### Quoted passage
'''

Deep learning (DL), a class of approaches involving self-learned discriminative features, is increasingly being applied to digital pathology (DP) images for tasks such as disease identification and segmentation of tissue primitives (eg, nuclei, glands, lymphocytes). One application of DP is in telepathology, which involves digitally transmitting DP slides over the Internet for secondary diagnosis by an expert at a remote location. Unfortunately, the places benefiting most from telepathology often have poor Internet quality, resulting in prohibitive transmission times of DP images. Image compression may help, but the degree to which image compression affects performance of DL algorithms has been largely unexplored.

'''

### What the task requires
Rewrite the part of the digital pathology passage that opens with "Deep learning (DL), a" and closes with "been largely unexplored.", replacing "Internet" with "network" each time it occurs.

### Material supplied
'''

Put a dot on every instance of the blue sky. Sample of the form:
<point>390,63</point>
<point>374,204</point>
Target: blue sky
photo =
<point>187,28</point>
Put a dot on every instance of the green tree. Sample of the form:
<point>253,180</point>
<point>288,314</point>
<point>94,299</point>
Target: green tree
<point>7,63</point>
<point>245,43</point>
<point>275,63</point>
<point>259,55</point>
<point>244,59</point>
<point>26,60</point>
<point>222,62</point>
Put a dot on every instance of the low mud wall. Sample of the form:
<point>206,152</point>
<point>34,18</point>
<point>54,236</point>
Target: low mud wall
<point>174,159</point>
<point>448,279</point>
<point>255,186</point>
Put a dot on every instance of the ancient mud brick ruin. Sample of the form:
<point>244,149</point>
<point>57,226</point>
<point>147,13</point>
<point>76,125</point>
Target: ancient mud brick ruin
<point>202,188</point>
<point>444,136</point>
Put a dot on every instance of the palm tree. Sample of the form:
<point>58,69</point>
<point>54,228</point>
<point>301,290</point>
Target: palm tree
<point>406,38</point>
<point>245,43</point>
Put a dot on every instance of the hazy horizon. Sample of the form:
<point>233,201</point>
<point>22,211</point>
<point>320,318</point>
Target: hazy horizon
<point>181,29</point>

'''

### Answer for the task
Deep learning (DL), a class of approaches involving self-learned discriminative features, is increasingly being applied to digital pathology (DP) images for tasks such as disease identification and segmentation of tissue primitives (eg, nuclei, glands, lymphocytes). One application of DP is in telepathology, which involves digitally transmitting DP slides over the network for secondary diagnosis by an expert at a remote location. Unfortunately, the places benefiting most from telepathology often have poor network quality, resulting in prohibitive transmission times of DP images. Image compression may help, but the degree to which image compression affects performance of DL algorithms has been largely unexplored.